» Try it:
Answer these from the AgentMark overview below:
1. Which source gives AgentMark the adoption stances Adopt / Trial / Assess / Hold?
2. What review date is set for claim C-001?
3. In the worked illustration, what happens in 2026-08?

» Given passage:

......

1 · Overview & Philosophy

From diagram language to architecture packet. The original notation modeled agent topology — who calls whom. That is only one layer. If AgentMark is to become the UML of AI systems, it must model the whole stack, the way UML models classes, interfaces, components, processes, sequences, and deployments.

The failure mode of a topology-only notation is the endless "where do I put X?" question: "Where do I show the Claude Agent SDK?" · "Where do I show Playwright?" · "Where do I show MCP tool filtering?" · "Where do I show context compression?" · "Where do I show the browser sandbox?" Every unanswered question is a hole in the standard. The fix is a complete meta-model (the 8 layers) plus a small set of first-class concepts that no prior diagram language had.

The seven questions — A diagram language answers: What connects to what? AgentMark answers:

What connects to what?
Why was it chosen?
Under what assumptions?
What constraints apply?
What evidence supports this?
When does it expire?
How do we know it still works?

In AI, the architecture is often less important than the assumptions. The same diagram can become wrong without a single box moving — because the market underneath it shifted. Worked illustration: 2026-06: Claude Code chosen because MCP support is strongest. 2026-08: a competitor reaches MCP parity — the decision is now invalid. The diagram is unchanged. The assumption changed. AgentMark is the only notation that records the assumption alongside the diagram so the staleness is visible.

Precedents AgentMark borrows from:

Source	Lesson AgentMark takes
Mermaid	Text-to-diagram wins when it is terse and Markdown-like, with YAML frontmatter for metadata.
C4 model	Architecture needs multiple zoom levels and views, not one giant diagram.
ADRs	Architecture decisions need recorded context and consequences.
RFC 2119	A proven shared vocabulary for requirement strength: MUST / SHOULD / MAY.
SemVer	A proven way to evolve a spec without breaking adopters.
Thoughtworks Tech Radar	Periodically-reviewed "blips" with adoption stances: Adopt / Trial / Assess / Hold.
OpenTelemetry GenAI	First-class semantic conventions for traces, metrics, model & agent spans.
NIST AI RMF	Govern / Map / Measure / Manage — make risk explicit and managed.

Why existing tools don't solve it: UML, C4, BPMN, and Mermaid all document the system but not its volatile justification. ADRs capture decisions but sit detached from the diagram. What AI teams actually need is a way to encode why this topology exists and what was true when it was created, fused into the same artifact.

Three operating modes — Sketch mode (virality/whiteboards):

[User] -> [Agent] -> [Model]
[Agent] -> [MCP] -> [Tool]

Spec mode (engineering):

[agent#coder: Coding Agent {roles: [coder, tester], autonomy: 3}]
  -> [middleware#mcp_selector: MCP Tool Selector]
  -> [mcp#github: GitHub MCP]

Decision mode (time-sensitive AI architecture):

claim C-001:
  text: GLM is cheapest credible coding substitute.
  confidence: medium
  review_by: 2026-06-16

decision D-001:
  chosen: Codex
  supported_by: [C-001]
  invalid_if: [C-001 expires]

......

» Supplied records:
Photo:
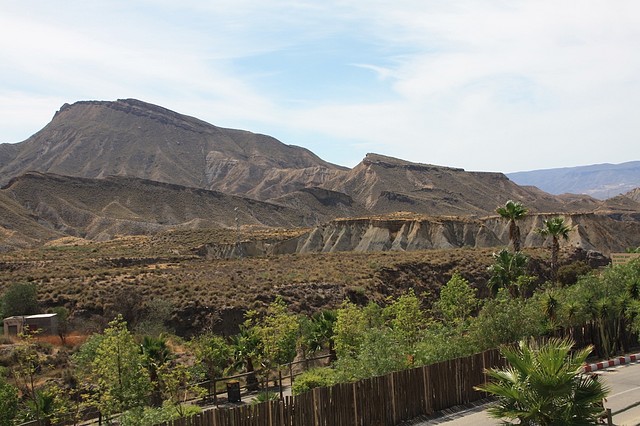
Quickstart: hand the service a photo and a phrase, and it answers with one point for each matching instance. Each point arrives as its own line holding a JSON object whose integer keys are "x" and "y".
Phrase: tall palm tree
{"x": 513, "y": 210}
{"x": 556, "y": 228}
{"x": 544, "y": 385}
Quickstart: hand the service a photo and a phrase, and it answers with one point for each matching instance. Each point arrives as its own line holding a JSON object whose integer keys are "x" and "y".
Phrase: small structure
{"x": 623, "y": 258}
{"x": 43, "y": 324}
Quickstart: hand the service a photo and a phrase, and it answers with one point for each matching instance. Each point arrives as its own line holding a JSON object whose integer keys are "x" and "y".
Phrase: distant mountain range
{"x": 600, "y": 181}
{"x": 101, "y": 169}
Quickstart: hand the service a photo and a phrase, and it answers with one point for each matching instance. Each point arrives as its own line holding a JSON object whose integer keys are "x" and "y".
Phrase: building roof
{"x": 36, "y": 316}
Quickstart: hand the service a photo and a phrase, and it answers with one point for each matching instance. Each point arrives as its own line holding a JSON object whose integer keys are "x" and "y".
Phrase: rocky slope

......

» Exercise answer:
1. Thoughtworks Tech Radar.
2. 2026-06-16.
3. A competitor reaches MCP parity, so the decision is no longer valid.